START TASK INPUTS
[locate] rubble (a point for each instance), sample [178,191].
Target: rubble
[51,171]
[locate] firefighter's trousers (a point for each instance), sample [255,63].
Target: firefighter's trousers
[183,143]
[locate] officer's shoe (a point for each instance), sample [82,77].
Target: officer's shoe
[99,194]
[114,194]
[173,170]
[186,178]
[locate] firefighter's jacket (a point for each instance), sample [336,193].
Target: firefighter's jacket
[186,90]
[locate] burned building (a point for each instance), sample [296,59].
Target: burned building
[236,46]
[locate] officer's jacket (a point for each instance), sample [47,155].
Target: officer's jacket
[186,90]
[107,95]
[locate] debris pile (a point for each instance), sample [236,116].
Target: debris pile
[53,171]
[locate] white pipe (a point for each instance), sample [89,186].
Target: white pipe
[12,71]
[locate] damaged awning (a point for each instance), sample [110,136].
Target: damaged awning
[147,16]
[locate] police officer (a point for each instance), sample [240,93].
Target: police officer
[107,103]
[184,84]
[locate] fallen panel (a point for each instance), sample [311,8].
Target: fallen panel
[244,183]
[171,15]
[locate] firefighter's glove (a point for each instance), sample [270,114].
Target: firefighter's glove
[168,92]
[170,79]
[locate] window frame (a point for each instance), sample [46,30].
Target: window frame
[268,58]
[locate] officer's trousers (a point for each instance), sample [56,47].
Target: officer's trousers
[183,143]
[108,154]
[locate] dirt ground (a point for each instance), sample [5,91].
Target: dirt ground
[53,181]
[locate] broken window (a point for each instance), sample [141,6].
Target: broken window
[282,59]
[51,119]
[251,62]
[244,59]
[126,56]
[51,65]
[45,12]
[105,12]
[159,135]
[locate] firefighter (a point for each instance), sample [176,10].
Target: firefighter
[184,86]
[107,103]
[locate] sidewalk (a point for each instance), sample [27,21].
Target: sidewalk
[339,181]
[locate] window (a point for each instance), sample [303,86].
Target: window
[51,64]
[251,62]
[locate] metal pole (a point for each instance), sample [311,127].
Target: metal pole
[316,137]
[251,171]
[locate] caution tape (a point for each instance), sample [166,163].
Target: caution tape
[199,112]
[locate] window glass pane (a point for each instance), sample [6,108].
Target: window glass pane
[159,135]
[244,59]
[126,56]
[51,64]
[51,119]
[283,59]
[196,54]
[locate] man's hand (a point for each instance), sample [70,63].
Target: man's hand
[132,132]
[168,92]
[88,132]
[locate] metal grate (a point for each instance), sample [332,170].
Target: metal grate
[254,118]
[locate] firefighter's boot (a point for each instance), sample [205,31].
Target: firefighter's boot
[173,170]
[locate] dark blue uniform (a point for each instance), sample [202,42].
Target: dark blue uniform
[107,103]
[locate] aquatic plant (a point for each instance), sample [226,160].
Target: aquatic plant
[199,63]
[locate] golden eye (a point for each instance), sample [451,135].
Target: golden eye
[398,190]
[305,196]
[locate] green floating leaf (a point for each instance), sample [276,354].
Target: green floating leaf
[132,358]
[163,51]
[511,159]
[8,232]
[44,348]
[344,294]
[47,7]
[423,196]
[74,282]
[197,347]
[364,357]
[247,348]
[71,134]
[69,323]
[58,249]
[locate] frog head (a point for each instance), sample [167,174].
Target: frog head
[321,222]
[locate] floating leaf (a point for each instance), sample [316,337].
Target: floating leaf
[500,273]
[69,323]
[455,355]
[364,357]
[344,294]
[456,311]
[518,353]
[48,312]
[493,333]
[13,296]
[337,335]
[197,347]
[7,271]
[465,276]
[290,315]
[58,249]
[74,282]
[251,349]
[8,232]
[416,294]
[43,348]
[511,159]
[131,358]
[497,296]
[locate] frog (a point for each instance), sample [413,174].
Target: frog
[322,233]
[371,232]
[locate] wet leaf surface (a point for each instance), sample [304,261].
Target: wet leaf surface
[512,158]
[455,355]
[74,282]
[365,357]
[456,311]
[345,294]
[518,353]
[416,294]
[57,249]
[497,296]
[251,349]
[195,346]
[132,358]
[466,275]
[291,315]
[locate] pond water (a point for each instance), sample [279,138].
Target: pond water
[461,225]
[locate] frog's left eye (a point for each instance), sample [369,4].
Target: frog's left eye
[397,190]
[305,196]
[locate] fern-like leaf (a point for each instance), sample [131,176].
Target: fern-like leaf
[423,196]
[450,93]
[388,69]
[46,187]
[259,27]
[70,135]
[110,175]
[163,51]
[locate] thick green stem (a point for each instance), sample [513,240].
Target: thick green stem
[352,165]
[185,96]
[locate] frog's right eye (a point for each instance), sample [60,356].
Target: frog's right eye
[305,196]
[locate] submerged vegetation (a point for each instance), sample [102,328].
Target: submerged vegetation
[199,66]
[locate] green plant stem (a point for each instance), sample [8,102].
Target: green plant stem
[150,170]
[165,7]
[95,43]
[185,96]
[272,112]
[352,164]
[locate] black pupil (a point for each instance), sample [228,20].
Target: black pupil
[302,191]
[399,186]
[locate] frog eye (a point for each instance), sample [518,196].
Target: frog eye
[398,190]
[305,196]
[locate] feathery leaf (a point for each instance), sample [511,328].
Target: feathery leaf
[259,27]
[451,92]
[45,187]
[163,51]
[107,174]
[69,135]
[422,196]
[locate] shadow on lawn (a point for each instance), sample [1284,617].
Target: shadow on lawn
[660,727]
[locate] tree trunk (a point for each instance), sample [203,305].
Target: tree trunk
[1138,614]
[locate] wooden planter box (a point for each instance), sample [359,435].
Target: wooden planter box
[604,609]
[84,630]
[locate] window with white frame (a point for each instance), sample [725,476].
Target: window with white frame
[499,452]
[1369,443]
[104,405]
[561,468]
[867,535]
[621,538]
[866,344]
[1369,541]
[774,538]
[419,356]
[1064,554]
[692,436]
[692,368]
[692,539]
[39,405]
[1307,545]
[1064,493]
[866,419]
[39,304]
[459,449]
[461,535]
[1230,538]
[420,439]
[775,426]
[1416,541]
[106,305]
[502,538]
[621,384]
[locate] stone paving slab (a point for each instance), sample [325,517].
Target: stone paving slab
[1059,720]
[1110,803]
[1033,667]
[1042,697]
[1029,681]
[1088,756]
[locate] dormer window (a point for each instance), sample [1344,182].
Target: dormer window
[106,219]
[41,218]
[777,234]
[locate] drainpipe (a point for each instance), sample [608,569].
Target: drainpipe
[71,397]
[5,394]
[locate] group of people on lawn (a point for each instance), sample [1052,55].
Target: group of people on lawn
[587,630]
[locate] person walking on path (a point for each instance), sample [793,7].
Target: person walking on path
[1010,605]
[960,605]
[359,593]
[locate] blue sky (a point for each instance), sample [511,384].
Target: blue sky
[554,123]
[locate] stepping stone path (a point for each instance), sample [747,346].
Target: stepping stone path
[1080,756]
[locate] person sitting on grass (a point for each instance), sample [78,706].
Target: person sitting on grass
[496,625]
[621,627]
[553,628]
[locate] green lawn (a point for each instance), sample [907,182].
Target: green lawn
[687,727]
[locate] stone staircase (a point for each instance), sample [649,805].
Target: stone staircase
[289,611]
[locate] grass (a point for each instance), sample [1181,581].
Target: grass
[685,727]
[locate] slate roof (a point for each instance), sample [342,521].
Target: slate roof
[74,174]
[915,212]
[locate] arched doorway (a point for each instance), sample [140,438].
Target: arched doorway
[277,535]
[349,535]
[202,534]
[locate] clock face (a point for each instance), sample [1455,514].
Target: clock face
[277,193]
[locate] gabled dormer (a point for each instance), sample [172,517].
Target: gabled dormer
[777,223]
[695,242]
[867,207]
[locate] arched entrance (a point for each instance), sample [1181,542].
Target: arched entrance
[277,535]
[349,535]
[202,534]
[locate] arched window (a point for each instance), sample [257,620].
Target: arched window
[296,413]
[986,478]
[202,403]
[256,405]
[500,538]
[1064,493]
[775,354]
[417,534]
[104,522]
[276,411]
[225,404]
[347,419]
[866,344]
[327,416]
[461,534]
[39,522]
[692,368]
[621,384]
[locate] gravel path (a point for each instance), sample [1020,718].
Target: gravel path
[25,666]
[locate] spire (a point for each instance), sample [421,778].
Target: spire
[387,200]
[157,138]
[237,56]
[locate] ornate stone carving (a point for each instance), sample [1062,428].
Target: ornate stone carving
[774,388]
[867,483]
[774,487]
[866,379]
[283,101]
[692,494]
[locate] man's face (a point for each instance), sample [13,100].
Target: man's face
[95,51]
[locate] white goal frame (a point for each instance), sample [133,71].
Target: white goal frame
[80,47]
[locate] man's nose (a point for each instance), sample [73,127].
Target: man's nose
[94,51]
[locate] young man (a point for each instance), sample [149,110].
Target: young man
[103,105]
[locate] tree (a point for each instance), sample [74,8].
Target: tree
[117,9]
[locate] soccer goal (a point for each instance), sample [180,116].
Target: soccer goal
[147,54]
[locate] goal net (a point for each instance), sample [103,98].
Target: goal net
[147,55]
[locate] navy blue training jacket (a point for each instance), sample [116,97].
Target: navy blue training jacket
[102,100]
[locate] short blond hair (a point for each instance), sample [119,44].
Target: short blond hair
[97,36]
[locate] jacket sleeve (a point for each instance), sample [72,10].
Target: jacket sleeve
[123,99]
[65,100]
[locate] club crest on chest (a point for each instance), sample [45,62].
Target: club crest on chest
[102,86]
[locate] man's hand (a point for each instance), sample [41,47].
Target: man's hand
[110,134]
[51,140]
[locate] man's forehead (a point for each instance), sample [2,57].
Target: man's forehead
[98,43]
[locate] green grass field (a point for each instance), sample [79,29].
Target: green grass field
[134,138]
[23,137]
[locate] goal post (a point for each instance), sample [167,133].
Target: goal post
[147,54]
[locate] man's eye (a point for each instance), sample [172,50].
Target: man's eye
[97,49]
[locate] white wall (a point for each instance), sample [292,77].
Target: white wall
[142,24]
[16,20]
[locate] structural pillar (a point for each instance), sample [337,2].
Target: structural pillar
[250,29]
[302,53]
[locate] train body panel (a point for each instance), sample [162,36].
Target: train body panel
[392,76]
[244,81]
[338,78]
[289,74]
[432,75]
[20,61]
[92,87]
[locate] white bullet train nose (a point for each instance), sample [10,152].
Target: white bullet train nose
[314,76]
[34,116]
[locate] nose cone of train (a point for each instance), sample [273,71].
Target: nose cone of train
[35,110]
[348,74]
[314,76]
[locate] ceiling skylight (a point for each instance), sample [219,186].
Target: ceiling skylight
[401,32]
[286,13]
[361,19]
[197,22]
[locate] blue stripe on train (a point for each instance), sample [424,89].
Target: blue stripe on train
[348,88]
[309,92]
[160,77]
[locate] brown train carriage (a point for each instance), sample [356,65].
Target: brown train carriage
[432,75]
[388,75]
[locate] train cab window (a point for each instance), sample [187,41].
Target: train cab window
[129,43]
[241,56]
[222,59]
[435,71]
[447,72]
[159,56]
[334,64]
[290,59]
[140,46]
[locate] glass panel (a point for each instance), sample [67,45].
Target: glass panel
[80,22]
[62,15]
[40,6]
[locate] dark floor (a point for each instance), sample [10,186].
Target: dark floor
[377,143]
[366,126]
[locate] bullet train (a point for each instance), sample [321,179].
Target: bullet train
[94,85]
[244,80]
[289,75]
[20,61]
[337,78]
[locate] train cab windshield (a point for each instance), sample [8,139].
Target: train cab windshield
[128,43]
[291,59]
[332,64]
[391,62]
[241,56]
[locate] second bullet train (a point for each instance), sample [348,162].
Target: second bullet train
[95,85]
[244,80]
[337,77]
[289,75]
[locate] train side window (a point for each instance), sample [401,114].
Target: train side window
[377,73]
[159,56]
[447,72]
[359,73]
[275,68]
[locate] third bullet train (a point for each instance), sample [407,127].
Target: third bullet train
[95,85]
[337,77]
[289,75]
END TASK INPUTS
Among the records above, a stretch begins at the line containing "Target: arched doorway" and ends at the line containing "[locate] gabled dormer". Restate that stretch word for word, and nothing else.

Target: arched doorway
[277,535]
[349,535]
[202,534]
[locate] clock face (a point for each instance), sample [1455,514].
Target: clock face
[277,193]
[locate] gabled dormer (a point for each instance), sample [172,517].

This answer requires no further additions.